Transcribe everything in the listing as written, and let no image into the copy.

* * * * *

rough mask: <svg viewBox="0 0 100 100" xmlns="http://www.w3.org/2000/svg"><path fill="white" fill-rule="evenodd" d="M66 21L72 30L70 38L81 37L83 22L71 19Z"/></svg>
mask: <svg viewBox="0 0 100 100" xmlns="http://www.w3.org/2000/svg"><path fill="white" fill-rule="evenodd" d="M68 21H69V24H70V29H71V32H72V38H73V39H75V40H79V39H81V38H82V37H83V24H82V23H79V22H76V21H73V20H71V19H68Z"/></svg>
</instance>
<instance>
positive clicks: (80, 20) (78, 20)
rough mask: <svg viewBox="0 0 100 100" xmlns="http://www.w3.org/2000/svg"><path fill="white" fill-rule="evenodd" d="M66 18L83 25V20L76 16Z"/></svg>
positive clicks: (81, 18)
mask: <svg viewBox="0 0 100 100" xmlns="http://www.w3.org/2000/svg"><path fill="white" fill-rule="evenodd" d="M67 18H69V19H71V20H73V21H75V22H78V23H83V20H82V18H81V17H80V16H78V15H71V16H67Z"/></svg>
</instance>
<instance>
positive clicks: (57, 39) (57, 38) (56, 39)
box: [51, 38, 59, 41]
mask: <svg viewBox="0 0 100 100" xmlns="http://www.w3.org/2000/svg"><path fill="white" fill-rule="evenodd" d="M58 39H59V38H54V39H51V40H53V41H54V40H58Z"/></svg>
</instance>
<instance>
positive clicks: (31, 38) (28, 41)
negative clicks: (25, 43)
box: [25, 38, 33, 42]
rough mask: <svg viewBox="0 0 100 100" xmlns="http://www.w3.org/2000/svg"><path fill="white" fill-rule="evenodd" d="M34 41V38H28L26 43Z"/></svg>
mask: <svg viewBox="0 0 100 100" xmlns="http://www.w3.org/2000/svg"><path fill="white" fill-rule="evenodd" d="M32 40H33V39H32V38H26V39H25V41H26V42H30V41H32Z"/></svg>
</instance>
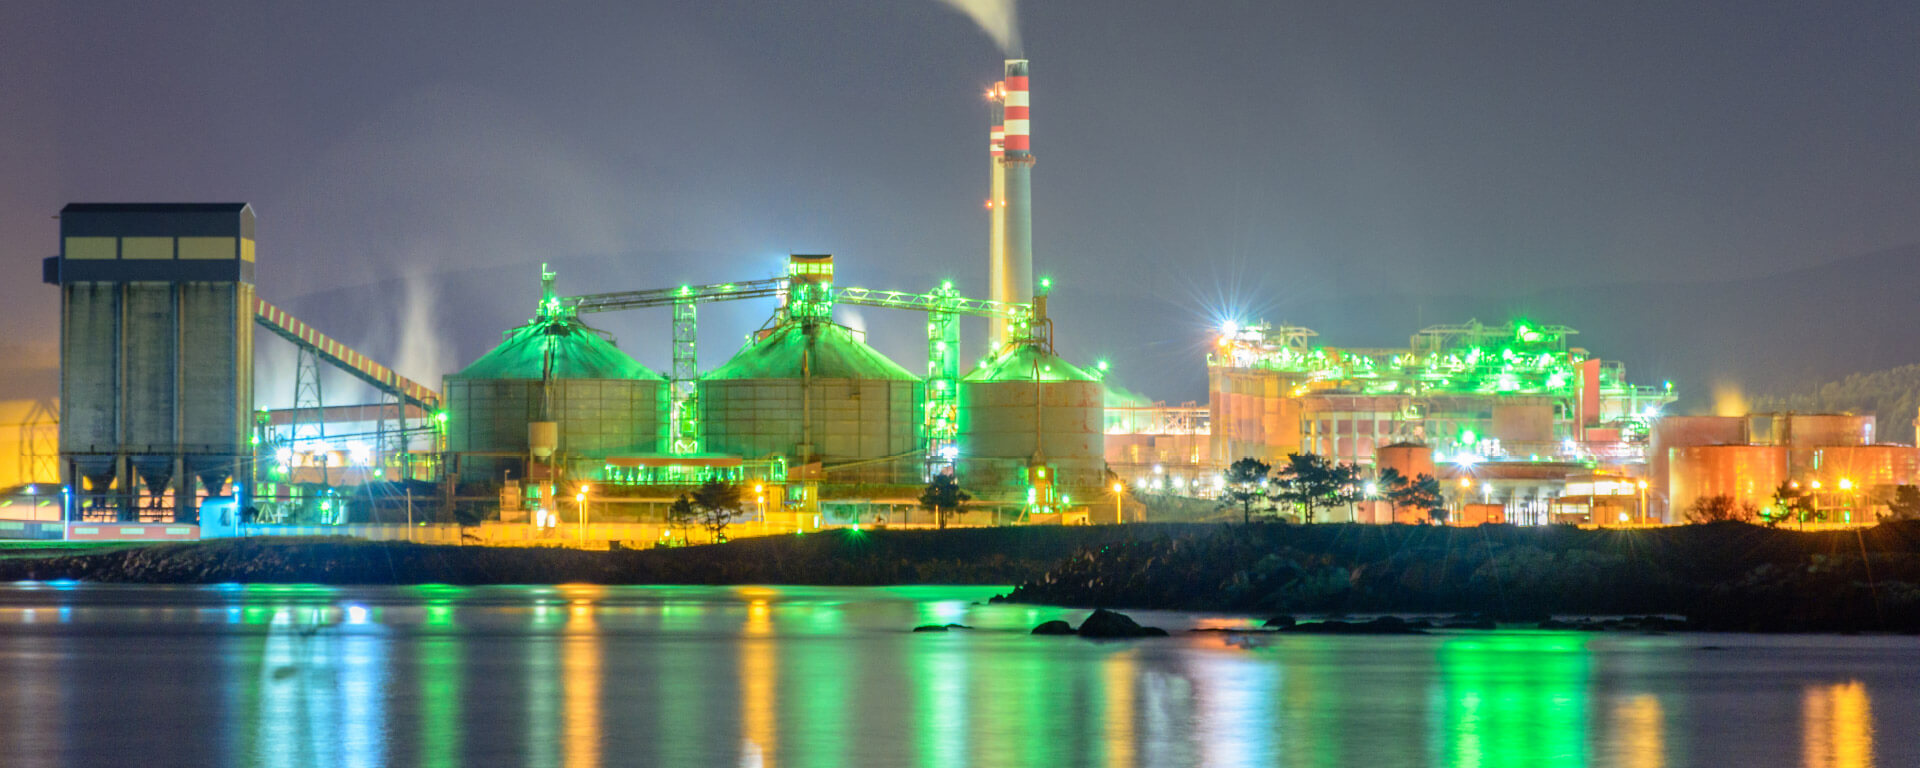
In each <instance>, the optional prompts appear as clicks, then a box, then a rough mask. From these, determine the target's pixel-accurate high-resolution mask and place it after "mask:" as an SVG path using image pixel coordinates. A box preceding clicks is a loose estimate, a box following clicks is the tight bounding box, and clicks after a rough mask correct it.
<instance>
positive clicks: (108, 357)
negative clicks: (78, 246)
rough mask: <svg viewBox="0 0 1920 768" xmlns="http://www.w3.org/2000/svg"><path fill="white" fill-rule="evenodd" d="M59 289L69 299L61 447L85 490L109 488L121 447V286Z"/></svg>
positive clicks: (60, 438) (99, 489) (63, 352)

* * * * *

Result of this task:
rough mask: <svg viewBox="0 0 100 100" xmlns="http://www.w3.org/2000/svg"><path fill="white" fill-rule="evenodd" d="M66 21L72 30L70 38L81 37L83 22L71 19Z"/></svg>
mask: <svg viewBox="0 0 100 100" xmlns="http://www.w3.org/2000/svg"><path fill="white" fill-rule="evenodd" d="M68 21H69V24H70V29H71V32H72V38H73V39H75V40H79V39H81V38H82V37H83V24H82V23H79V22H76V21H73V20H71V19H68Z"/></svg>
</instance>
<instance>
positive clicks: (80, 20) (78, 20)
rough mask: <svg viewBox="0 0 100 100" xmlns="http://www.w3.org/2000/svg"><path fill="white" fill-rule="evenodd" d="M66 18L83 25V20L76 16Z"/></svg>
positive clicks: (81, 18)
mask: <svg viewBox="0 0 100 100" xmlns="http://www.w3.org/2000/svg"><path fill="white" fill-rule="evenodd" d="M67 18H69V19H71V20H73V21H75V22H78V23H83V20H82V18H81V17H80V16H78V15H71V16H67Z"/></svg>
</instance>
<instance>
positive clicks: (57, 39) (57, 38) (56, 39)
box: [51, 38, 59, 41]
mask: <svg viewBox="0 0 100 100" xmlns="http://www.w3.org/2000/svg"><path fill="white" fill-rule="evenodd" d="M58 39H59V38H54V39H51V40H53V41H54V40H58Z"/></svg>
</instance>
<instance>
positive clicks: (31, 38) (28, 41)
negative clicks: (25, 43)
box: [25, 38, 33, 42]
rough mask: <svg viewBox="0 0 100 100" xmlns="http://www.w3.org/2000/svg"><path fill="white" fill-rule="evenodd" d="M34 41V38H28L26 43Z"/></svg>
mask: <svg viewBox="0 0 100 100" xmlns="http://www.w3.org/2000/svg"><path fill="white" fill-rule="evenodd" d="M32 40H33V39H32V38H26V39H25V41H26V42H30V41H32Z"/></svg>
</instance>
In each <instance>, the optional prompts appear as clicks, then a box, then a rough mask. From these, determine the target's pixel-accurate high-resolution mask and place it after "mask:" as an SVG path using image pixel coordinates. A box preceding clicks is a loose estimate, a box following clicks is the tight bounding box, and clicks after a rough mask correct it.
<instance>
positive clicks: (108, 357)
negative clicks: (78, 246)
rough mask: <svg viewBox="0 0 1920 768" xmlns="http://www.w3.org/2000/svg"><path fill="white" fill-rule="evenodd" d="M59 289L69 299L61 447L85 490L109 488L121 447V286Z"/></svg>
positive clicks: (60, 438) (99, 489) (63, 352)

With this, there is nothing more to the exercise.